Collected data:
=-=-=-=-=
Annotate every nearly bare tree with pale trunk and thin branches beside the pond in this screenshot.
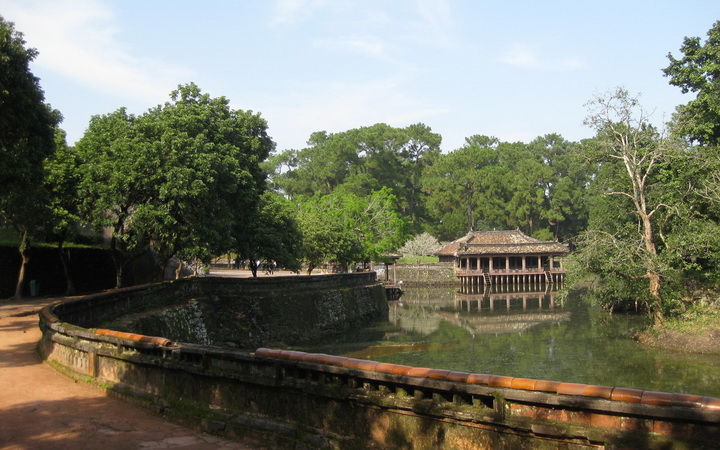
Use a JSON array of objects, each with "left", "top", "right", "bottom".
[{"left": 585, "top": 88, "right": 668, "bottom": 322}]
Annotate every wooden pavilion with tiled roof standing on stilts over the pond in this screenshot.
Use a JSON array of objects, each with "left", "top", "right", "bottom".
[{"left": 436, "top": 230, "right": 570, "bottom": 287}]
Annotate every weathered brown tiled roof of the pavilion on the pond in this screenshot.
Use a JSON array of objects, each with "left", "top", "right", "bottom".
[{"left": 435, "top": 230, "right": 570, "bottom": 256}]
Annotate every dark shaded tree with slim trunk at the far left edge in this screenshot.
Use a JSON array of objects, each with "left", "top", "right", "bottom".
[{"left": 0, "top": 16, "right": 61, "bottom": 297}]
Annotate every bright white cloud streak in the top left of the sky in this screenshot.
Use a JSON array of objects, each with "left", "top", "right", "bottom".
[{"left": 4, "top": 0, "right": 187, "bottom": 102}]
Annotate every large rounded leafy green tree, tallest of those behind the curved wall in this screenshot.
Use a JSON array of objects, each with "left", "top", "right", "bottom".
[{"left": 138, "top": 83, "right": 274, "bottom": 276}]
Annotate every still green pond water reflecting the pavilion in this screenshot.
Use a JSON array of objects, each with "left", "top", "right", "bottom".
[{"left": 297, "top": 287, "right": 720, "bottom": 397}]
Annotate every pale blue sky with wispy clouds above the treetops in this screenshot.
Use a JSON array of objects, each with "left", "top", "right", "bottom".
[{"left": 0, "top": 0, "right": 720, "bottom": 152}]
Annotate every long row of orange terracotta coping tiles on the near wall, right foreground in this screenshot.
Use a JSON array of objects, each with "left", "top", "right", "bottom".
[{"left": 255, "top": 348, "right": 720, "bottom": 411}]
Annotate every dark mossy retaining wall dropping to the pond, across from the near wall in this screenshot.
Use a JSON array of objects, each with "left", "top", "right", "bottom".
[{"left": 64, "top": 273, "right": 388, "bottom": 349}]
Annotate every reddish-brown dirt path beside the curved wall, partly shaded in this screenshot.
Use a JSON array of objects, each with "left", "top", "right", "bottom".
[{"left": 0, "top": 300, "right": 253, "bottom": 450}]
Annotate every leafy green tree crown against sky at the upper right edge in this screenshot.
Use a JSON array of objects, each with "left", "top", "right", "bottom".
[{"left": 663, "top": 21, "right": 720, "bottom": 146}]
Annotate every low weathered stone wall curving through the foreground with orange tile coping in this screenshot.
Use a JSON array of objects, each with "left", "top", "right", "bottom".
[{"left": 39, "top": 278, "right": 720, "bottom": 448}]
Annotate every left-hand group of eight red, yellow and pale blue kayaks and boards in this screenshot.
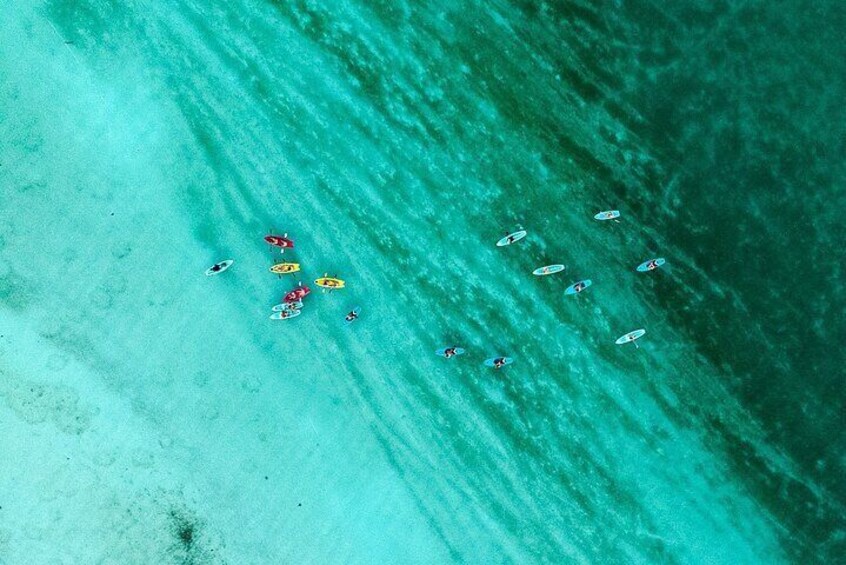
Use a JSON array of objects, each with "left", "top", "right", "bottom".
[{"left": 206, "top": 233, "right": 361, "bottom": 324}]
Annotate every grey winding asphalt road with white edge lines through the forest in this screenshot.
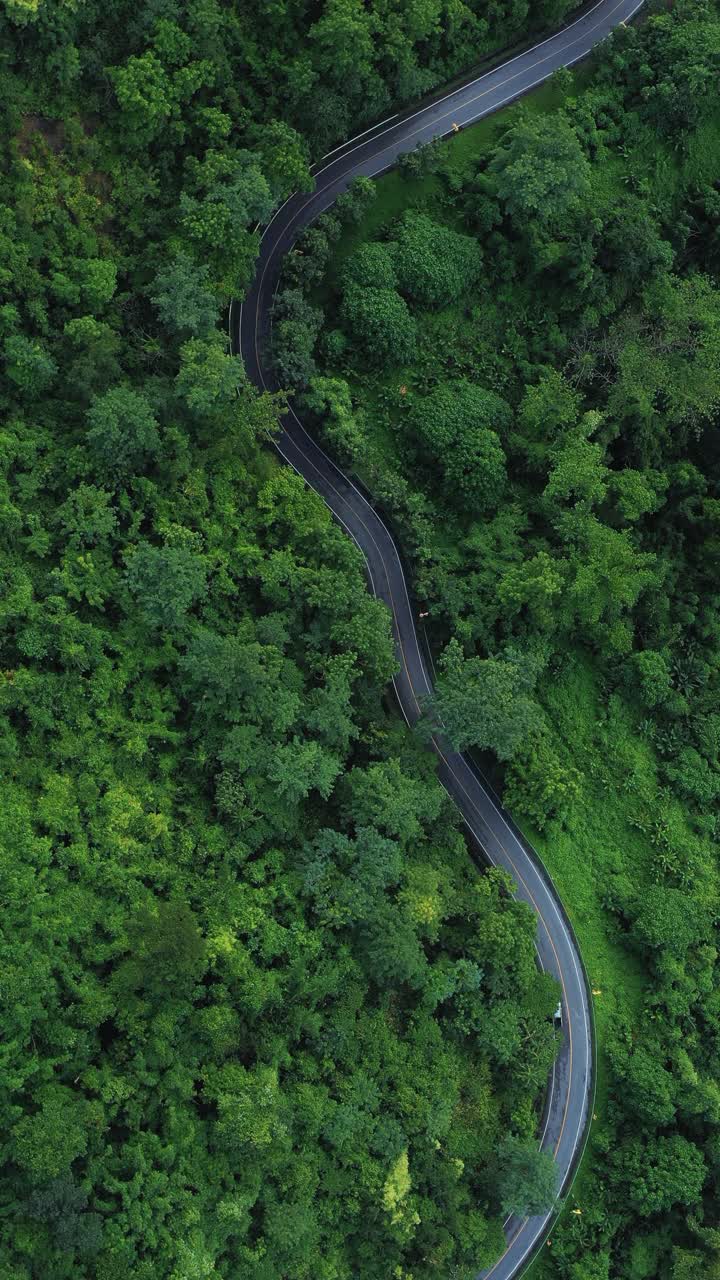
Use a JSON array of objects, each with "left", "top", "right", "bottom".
=-=-=-=-=
Exercise. In your copy, omit the pictures and restate every line of the data word for word.

Finished task.
Annotate every nearly bare tree with pale trunk and thin branches beside the pond in this screenshot.
Use a JSON array of objects, each with "left", "top", "right", "bottom".
[{"left": 585, "top": 88, "right": 668, "bottom": 322}]
Annotate every wooden pavilion with tiled roof standing on stilts over the pond in this screenshot.
Use a JSON array of objects, each with "left", "top", "right", "bottom".
[{"left": 436, "top": 230, "right": 570, "bottom": 287}]
Annotate every weathered brown tiled roof of the pavilion on the pond in this screenshot.
Use a JSON array of objects, each with "left", "top", "right", "bottom".
[{"left": 435, "top": 230, "right": 570, "bottom": 256}]
Annotate every dark shaded tree with slim trunk at the far left edge in this screenshot.
Use a JSON array of objects, each with "left", "top", "right", "bottom".
[{"left": 0, "top": 16, "right": 61, "bottom": 297}]
Annotate every bright white cloud streak in the top left of the sky in this screenshot.
Use a JSON array of objects, each with "left", "top", "right", "bottom".
[{"left": 4, "top": 0, "right": 187, "bottom": 102}]
Annotate every large rounded leafy green tree, tallest of those behind the curved wall in this screenshot.
Use a JSON array of objects, each with "left", "top", "right", "bottom".
[{"left": 138, "top": 83, "right": 274, "bottom": 276}]
Annotate every still green pond water reflecting the pavilion in this screenshot.
Use a JSON array of objects, each with "left", "top", "right", "bottom".
[{"left": 297, "top": 287, "right": 720, "bottom": 397}]
Annotate every pale blue sky with wispy clouds above the treetops in this screenshot.
Use a JSON array of objects, each with "left", "top", "right", "bottom".
[{"left": 0, "top": 0, "right": 720, "bottom": 152}]
Annotate every long row of orange terracotta coping tiles on the near wall, right foreground in this screenshot.
Use a JSON array of objects, each with "left", "top", "right", "bottom".
[{"left": 255, "top": 348, "right": 720, "bottom": 411}]
Annotate every dark mossy retaining wall dropping to the pond, across from the near wall in this screenshot.
Use a JSON array of objects, each with "left", "top", "right", "bottom".
[{"left": 64, "top": 273, "right": 388, "bottom": 349}]
Annotate every reddish-brown dirt path beside the curved wall, partly shaded in this screenshot.
Use a JSON array of objects, each with "left", "top", "right", "bottom".
[{"left": 0, "top": 300, "right": 253, "bottom": 450}]
Annotate every leafy green tree crown against sky at the upper right edge in this screenshot.
Use a JSON array of objects, each with "left", "top", "right", "bottom".
[{"left": 663, "top": 21, "right": 720, "bottom": 146}]
Annotate every low weathered stone wall curving through the foreground with orange tile coping in this screenshot.
Use a JSON array of objects, each with "left", "top", "right", "bottom".
[{"left": 39, "top": 278, "right": 720, "bottom": 448}]
Annotate every left-hand group of eight red, yellow and pale blue kayaks and boards in this screenshot.
Use a JSON array of objects, each with "left", "top", "right", "bottom".
[{"left": 206, "top": 233, "right": 361, "bottom": 324}]
Annotate every grey winding asphalt road with white edge lines through the forest in this screenshot.
Use a JSON array of objects, each with "left", "top", "right", "bottom".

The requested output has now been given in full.